==== 页面节选
专栏名称: 经济逻辑
经济逻辑解读当前经济现象,剖析背后经济本源,寻找宏观与微观的必然逻辑,只做大宗商品衍生品领域内的深度阅读,为用户提供最有价值的宏观研究,产业链调研,产业链基本面深度研投。
专栏主题
分享
今天看啥  ›  专栏  ›  公众号  ›  经济逻辑

经济逻辑|桥水基金:中国40年改革回顾

经济逻辑  · 公众号  · 2019-01-06 14:01

【经济逻辑】解读当前经济现象,剖析背后经济本源,寻找宏观与微观的必然逻辑,只做大宗商品衍生品领域内的深度阅读,为用户提供最有价值的宏观研究,产业链调研,产业链基本面深度研投,致力于大宗商品衍生品领域内最具价值研投平台


原文作者:RayDalio (全球最大对冲基金,桥水基金创始人)             

翻译:普瑞期货 费剑飞


2018年底是中国改革开放40周年,也是对中国经济未来提出疑问的时刻。也是回顾中国近40年来发生了什么改变和其原因的时刻。
========
==== 提取信息
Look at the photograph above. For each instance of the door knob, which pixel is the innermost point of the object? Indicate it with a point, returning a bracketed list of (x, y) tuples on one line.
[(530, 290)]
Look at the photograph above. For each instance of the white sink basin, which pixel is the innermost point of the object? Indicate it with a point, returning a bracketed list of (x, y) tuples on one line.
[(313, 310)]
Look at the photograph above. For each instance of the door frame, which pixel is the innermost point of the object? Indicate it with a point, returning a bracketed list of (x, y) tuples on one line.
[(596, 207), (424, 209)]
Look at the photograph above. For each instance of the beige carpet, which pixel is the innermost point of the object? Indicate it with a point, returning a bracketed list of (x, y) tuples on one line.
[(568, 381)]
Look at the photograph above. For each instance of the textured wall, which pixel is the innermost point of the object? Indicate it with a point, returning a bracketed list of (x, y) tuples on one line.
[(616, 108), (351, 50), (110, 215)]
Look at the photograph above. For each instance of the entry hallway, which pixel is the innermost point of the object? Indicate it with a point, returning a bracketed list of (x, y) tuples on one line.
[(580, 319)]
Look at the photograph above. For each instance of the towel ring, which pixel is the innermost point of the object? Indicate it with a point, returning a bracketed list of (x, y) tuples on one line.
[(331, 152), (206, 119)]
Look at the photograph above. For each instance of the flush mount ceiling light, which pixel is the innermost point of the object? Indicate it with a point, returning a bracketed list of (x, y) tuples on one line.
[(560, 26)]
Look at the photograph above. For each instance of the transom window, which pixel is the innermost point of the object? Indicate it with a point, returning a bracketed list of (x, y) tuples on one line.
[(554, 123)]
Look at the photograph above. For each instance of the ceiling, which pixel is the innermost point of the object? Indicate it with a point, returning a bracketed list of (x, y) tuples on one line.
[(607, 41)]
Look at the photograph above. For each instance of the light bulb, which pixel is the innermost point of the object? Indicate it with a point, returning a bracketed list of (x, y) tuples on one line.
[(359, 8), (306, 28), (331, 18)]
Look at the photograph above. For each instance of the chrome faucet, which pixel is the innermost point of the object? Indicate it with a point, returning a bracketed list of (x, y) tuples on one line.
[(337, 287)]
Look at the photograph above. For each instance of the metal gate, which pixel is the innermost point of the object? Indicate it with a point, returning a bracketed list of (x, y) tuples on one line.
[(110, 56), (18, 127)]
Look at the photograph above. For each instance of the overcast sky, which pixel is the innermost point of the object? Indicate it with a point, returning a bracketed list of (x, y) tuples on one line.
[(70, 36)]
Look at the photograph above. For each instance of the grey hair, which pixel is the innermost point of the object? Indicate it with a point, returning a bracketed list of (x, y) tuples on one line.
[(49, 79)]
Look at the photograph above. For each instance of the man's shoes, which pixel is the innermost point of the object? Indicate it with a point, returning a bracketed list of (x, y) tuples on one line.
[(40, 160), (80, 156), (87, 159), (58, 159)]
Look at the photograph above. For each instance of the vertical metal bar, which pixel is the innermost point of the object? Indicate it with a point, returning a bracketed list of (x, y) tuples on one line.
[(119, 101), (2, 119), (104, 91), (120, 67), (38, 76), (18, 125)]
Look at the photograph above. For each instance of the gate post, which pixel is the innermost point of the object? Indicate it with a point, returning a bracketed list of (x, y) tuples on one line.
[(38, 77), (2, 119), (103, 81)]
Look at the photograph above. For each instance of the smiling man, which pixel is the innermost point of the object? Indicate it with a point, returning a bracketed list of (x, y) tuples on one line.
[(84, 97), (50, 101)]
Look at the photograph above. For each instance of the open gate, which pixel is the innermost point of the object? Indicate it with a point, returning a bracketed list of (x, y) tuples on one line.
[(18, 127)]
========
▶ **你要做的**:
1 - 根据这篇中国改革回顾文章回答：
(a) 原文作者是谁？
(b) 翻译是谁？
(c) 文章的发布时间是什么？
2 - 续写这篇中国改革回顾文章，从最后一句后面接着写。

▶ **回答**:
1 -
(a) RayDalio
(b) 普瑞期货 费剑飞
(c) 2019-01-06 14:01

2 -
下表仅列出了一些有代表性的统计数据。这些结果不言而喻。为这么多人在这么多领域取得了这么多成效,中国创造了最伟大的经济奇迹。显然,他们的方法颇有成效。那么,这些成就背后的原因又会继续下去吗?

 



我有幸亲历了这40年改革开放中的34年。这一期间我致力于研究一个国家成败的原因,因此我有一些经验和想法想要分享。 下文是我对中国的回顾。 随后我会发布关于中国当前经济和未来可能性的更加全面具体的报告。

 

根据我的观察,我相信中国的领导层和中国人民取得如此令人印象深刻的成绩是以下几个原因的综合: 1. 中国在长期与世隔绝之后的开放带来了加速追赶(尤其是沿海地区);2. 中国文化的力量,以及其运作的相关方式。

 

我第一次接触到这一点是在1984年中国刚刚开放时。我被中信(这是唯一的“窗口公司”,唯一一家被允许自由接触外界的公司)邀请来教他们世界金融市场的运作方式。我立即了解了这种文化,可以看出中国当时的落后不同于其他欠发达国家。在中国,人文高度发达,但与世界其他地区的进步相隔离(而大多数其他发达国家则相反)。

 

举一个中国当时因为与世隔绝而欠发展的例子,我给了一些高层人士价值10美元的计算器,他们认为这些计算器很神奇。为了让您了解自那时以来中国的发展速度,这其中有些人目前正掌管着一些全球最先进的科学技术。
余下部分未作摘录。